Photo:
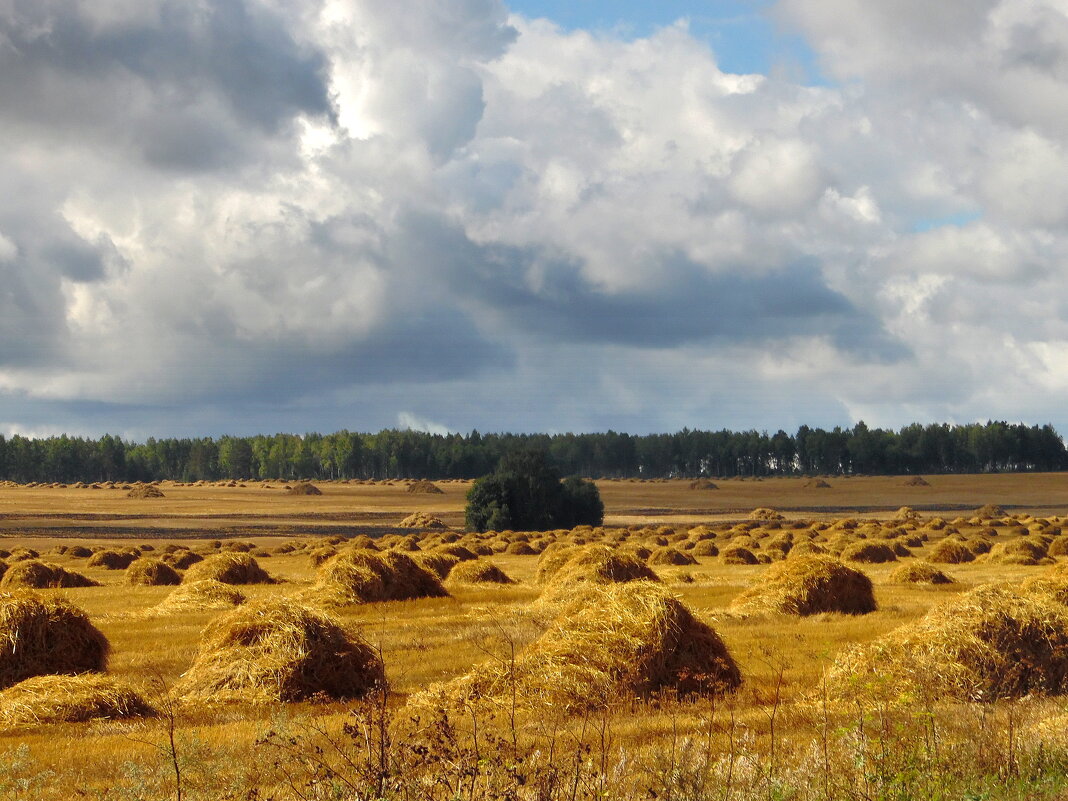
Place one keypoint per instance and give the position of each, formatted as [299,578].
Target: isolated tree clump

▬▬▬

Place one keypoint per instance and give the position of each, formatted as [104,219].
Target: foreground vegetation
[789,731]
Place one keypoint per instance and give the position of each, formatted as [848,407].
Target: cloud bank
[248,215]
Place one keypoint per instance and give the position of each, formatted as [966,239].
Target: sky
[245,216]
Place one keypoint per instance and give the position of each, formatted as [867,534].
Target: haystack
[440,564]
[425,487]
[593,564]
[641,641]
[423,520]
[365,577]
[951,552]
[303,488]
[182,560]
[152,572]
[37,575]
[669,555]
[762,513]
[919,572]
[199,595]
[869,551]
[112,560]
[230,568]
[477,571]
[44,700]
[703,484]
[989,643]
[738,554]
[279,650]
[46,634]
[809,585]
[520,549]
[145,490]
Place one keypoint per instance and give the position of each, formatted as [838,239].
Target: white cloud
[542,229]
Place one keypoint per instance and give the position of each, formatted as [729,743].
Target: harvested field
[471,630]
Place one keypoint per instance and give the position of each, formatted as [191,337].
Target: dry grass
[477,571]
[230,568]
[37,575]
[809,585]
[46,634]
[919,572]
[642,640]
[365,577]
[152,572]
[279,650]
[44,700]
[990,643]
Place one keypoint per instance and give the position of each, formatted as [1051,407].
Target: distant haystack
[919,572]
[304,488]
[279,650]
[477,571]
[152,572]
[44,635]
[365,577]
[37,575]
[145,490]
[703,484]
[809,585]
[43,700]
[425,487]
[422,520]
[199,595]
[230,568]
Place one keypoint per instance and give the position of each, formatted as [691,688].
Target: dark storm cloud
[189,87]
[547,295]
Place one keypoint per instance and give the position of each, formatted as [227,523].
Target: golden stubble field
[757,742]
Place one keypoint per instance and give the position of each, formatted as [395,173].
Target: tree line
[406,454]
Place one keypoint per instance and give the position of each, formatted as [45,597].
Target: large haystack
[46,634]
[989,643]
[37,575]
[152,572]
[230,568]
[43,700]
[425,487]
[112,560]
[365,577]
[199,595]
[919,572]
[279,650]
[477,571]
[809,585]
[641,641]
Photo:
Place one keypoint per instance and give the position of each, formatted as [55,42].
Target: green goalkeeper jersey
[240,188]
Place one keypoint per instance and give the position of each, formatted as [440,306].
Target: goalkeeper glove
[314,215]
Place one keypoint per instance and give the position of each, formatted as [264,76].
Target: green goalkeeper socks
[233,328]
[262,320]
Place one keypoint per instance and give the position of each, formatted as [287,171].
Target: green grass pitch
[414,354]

▬▬▬

Task item: Copy, exactly and only, the lines above that begin with the one containing "formatted as [867,534]." and finish with the one containing "formatted as [55,42].".

Solution to this task:
Place one keypoint per instance and give the position of each, formatted as [867,534].
Target: haystack
[440,564]
[425,487]
[593,564]
[641,641]
[423,520]
[365,577]
[951,552]
[303,488]
[182,560]
[152,572]
[37,575]
[669,555]
[762,513]
[919,572]
[199,595]
[869,551]
[112,560]
[230,568]
[477,571]
[44,700]
[703,484]
[989,643]
[738,554]
[279,650]
[46,634]
[809,585]
[520,549]
[145,490]
Place one keypoint per instance and give the position of each, formatted as [838,239].
Target: white cloud
[542,229]
Place one keypoint per instance and give the position of each, formatted as [729,743].
Target: harvested field
[471,630]
Place one keypoint per instance and give the position of each, formatted as [191,337].
Target: dry grass
[477,571]
[230,568]
[37,575]
[809,585]
[46,634]
[919,572]
[642,640]
[365,577]
[152,572]
[279,650]
[44,700]
[990,643]
Place one keypoint per instance and give the position of each, formatted as [1051,407].
Target: distant haystack
[919,572]
[304,488]
[279,650]
[477,571]
[152,572]
[44,635]
[365,577]
[37,575]
[145,490]
[703,484]
[809,585]
[43,700]
[425,487]
[422,520]
[199,595]
[230,568]
Place one keypoint per instance and give the position of each, formatted as [691,688].
Target: dark storm cloud
[189,87]
[547,295]
Place one keypoint per instance and give the position of each, formatted as [227,523].
Target: golden stubble field
[757,742]
Place one keypoint per instance and give the position of each, formatted as [395,173].
Target: tree line
[406,454]
Place one keypoint per instance and give the position of each, formatted as [45,597].
Target: large haystack
[46,634]
[989,643]
[37,575]
[152,572]
[230,568]
[43,700]
[425,487]
[112,560]
[365,577]
[199,595]
[919,572]
[279,650]
[477,571]
[809,585]
[641,641]
Photo:
Place one keypoint per instance and give the position of each, formatted as [55,42].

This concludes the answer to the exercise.